SELECTED EXTRACT:
....................

What happens when barriers of entry are lowered in all dimensions? (cost, time, risk) for small software companies that intend to tackle specific business problems for the benefit of specific audiences these lowered barriers mean the ability to concentrate scarce resources on the key problem to solve, avoid distractions by challenges that are important but most of the times irrelevant to the core mission.
This is probably the oldest story in the software world, at the risk of dating myself I should say I remember the times when detecting a keystroke in a keyboard and turning on/off an specific pixel (or digit segment) in a screen was a problem we solved once and again in each application.. Operating Systems came along, Database Engines came along and all those important (but irrelevant to the core mission) challenges seemed to be taken care by someone else; there was a cost associated to it but the gain in opportunity was completely worth it. I am not the first or the best to sing the praises for the benefits that the advent of the likes of Amazon Web Services (storage, computing power, database), MongoDB + 10Gen (Scalable DB + Commercial Hosting), Zuora (Payment Solutions), Twilio (Voice and Text Based Services) have brought to the software industry at large (along with a few risks, of course). I also should point out that is very clever to “solve a problem everybody has to tackle” and offer it as a platform service, SaaS companies will come and go and yet the solution you offer will still be needed by those that remain.
I recently came across one of those smart solutions for a problem many of us have to tackle; this is a problem I have faced myself a couple times in the past years and I know it is not a simple one: in designing a user interface for a user to complete a task you have to be very careful about balancing ease of use and power/capability, particularly if it is an operation that will likely be repeated multiple times in the future by the same individual. Simplify it too much and it is not powerful enough to keep the non-novice around, hand hold it too much and it will feel cumbersome and slow for the experienced user, give it too much flexibility/capability and the novice user may not be able to accomplish it as they will feel overwhelmed by all the options and variations facing them.... I sometimes wish I could stand on the shoulder of my users and guide them the first few times, I know after a couple runs they will understand, feel confident and be successful completing the task without any more hand holding... Enter Walkme
Walkme is a great solution for this need; it allows you to create walk through’s for your users; they will see these walk throughs as screen instructions that take the form of balloon hits or guided navigation through the app (they support branching)

....................

RECORDS SHOWN:
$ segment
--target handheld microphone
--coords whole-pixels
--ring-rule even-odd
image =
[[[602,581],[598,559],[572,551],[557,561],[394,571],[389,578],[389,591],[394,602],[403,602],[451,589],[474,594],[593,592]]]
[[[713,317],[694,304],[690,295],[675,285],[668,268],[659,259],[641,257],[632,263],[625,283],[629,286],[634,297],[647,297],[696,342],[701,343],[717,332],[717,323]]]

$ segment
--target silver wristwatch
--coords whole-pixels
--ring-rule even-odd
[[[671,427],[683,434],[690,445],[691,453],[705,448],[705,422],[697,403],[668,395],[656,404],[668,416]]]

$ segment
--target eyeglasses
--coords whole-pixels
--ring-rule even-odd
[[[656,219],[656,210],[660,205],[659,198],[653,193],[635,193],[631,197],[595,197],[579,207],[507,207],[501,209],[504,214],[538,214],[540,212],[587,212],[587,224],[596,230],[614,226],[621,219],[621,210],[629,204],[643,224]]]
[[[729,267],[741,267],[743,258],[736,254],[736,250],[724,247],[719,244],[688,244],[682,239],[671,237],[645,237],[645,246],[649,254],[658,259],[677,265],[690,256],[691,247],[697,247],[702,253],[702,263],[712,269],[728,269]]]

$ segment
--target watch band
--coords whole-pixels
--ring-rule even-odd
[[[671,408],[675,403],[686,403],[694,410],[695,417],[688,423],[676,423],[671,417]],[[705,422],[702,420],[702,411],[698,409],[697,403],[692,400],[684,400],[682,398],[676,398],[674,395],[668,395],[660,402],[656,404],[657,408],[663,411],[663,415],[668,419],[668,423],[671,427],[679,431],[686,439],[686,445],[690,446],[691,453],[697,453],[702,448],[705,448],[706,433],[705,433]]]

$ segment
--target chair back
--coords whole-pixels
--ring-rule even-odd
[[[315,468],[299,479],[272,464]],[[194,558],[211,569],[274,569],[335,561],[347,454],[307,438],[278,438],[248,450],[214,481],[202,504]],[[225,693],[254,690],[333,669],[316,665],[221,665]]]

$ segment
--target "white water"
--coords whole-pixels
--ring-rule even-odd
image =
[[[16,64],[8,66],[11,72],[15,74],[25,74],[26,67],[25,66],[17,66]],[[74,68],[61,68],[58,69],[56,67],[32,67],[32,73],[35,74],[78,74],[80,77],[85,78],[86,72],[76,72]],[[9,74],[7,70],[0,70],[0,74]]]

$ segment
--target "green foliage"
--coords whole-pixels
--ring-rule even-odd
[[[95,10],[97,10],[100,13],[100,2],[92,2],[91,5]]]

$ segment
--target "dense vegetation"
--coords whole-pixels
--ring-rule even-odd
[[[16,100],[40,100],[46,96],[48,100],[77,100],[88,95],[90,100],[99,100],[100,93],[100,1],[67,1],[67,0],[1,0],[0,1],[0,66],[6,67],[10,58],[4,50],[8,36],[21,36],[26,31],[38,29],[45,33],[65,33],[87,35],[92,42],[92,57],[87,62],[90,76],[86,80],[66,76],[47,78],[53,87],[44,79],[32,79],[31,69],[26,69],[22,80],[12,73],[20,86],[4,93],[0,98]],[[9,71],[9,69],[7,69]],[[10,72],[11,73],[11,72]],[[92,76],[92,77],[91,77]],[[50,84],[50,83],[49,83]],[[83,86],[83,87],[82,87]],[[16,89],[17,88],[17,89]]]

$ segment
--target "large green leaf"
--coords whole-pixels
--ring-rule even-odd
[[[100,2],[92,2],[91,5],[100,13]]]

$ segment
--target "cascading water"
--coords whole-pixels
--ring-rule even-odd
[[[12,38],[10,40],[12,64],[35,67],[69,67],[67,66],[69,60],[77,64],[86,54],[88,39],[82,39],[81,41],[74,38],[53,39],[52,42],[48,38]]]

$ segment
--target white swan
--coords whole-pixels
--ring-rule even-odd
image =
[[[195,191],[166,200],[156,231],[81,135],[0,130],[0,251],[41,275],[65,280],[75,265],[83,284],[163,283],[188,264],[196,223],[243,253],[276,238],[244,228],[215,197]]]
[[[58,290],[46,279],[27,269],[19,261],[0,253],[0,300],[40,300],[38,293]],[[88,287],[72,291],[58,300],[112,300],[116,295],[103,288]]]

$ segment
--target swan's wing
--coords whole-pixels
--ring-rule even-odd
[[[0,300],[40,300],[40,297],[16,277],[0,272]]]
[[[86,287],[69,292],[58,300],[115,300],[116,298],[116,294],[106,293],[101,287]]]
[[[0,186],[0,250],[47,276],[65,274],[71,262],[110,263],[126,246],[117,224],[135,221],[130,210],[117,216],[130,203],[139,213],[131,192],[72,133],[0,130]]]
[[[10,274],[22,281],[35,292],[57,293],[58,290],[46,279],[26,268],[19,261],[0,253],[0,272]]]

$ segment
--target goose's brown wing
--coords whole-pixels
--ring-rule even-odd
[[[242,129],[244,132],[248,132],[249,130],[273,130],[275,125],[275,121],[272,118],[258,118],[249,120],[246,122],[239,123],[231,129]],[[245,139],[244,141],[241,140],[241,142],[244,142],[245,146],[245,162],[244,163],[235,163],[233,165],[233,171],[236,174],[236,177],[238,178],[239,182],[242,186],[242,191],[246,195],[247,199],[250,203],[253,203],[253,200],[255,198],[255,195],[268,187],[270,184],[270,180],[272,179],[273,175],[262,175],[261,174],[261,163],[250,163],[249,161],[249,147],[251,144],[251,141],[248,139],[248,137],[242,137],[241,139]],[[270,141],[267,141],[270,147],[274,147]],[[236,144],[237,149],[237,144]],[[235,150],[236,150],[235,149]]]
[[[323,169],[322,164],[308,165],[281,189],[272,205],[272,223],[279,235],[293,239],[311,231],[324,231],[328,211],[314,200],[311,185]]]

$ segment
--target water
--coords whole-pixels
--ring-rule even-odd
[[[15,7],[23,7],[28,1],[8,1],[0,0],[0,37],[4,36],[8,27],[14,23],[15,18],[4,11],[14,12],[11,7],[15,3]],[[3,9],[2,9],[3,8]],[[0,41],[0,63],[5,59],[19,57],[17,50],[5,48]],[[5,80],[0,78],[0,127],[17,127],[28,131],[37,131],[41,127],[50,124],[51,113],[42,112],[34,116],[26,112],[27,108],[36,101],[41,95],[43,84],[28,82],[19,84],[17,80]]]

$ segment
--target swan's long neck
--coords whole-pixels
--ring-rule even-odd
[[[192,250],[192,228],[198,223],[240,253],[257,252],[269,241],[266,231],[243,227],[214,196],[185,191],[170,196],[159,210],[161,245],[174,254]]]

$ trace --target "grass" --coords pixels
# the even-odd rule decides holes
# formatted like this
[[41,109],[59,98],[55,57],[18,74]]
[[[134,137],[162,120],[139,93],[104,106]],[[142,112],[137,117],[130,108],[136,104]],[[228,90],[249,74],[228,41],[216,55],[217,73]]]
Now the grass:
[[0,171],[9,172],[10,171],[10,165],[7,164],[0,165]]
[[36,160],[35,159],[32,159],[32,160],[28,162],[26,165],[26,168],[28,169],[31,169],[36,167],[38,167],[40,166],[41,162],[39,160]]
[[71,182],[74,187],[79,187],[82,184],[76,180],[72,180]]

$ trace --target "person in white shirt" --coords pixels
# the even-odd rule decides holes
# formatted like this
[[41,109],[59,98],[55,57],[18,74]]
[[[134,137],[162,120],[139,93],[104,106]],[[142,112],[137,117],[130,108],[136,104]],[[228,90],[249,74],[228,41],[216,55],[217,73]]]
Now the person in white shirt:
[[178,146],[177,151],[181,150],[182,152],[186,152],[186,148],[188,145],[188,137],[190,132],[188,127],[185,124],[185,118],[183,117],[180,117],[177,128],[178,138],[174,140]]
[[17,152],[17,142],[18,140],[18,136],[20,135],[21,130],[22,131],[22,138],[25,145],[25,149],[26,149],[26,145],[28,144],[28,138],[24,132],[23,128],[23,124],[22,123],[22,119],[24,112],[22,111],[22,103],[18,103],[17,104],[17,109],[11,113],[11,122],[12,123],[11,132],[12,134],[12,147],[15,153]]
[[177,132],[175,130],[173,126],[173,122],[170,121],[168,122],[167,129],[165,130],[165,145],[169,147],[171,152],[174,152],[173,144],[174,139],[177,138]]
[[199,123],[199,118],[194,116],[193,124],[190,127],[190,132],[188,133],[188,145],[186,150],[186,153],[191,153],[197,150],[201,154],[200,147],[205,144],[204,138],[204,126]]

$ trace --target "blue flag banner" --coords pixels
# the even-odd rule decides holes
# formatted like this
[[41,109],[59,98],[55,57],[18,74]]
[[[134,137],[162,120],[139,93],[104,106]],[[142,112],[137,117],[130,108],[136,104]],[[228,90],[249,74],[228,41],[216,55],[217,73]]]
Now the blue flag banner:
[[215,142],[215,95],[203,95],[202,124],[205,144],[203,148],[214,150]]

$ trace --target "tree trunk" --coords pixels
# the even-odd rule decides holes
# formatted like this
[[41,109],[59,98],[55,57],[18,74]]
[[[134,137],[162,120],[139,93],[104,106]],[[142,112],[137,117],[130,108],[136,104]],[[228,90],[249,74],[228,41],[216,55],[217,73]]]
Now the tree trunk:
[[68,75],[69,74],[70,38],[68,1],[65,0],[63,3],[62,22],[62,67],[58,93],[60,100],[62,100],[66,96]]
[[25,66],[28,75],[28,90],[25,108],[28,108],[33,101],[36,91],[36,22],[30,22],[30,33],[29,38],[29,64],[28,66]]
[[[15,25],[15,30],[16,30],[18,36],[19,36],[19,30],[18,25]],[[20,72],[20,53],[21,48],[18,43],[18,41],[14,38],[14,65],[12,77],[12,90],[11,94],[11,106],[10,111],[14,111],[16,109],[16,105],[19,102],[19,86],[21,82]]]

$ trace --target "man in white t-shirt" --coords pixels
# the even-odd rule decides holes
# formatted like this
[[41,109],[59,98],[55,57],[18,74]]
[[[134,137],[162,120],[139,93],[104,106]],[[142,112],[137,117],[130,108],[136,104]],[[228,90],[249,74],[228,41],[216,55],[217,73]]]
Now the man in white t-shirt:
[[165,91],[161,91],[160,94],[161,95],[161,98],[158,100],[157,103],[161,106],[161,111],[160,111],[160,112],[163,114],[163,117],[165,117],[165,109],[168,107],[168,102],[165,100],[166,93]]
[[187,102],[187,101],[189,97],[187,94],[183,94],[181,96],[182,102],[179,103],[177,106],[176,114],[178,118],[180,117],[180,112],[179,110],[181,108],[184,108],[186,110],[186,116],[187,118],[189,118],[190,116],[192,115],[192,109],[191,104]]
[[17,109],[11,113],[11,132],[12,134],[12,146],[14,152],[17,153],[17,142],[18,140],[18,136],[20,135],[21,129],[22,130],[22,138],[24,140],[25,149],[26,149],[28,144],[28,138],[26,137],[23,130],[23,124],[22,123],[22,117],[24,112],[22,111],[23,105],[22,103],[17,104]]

....................

YOUR TASKS:
1. Reproduce the passage of the post on lowered barriers for small software companies from "What happens when" to "the core mission.".
2. How many lines of the rows contain the string "trunk", matching case? Reply with the number alone.
The text and the rows are unrelated to each other.

LIST OF SOLUTIONS:
1.
What happens when barriers of entry are lowered in all dimensions? (cost, time, risk) for small software companies that intend to tackle specific business problems for the benefit of specific audiences these lowered barriers mean the ability to concentrate scarce resources on the key problem to solve, avoid distractions by challenges that are important but most of the times irrelevant to the core mission.

2. 2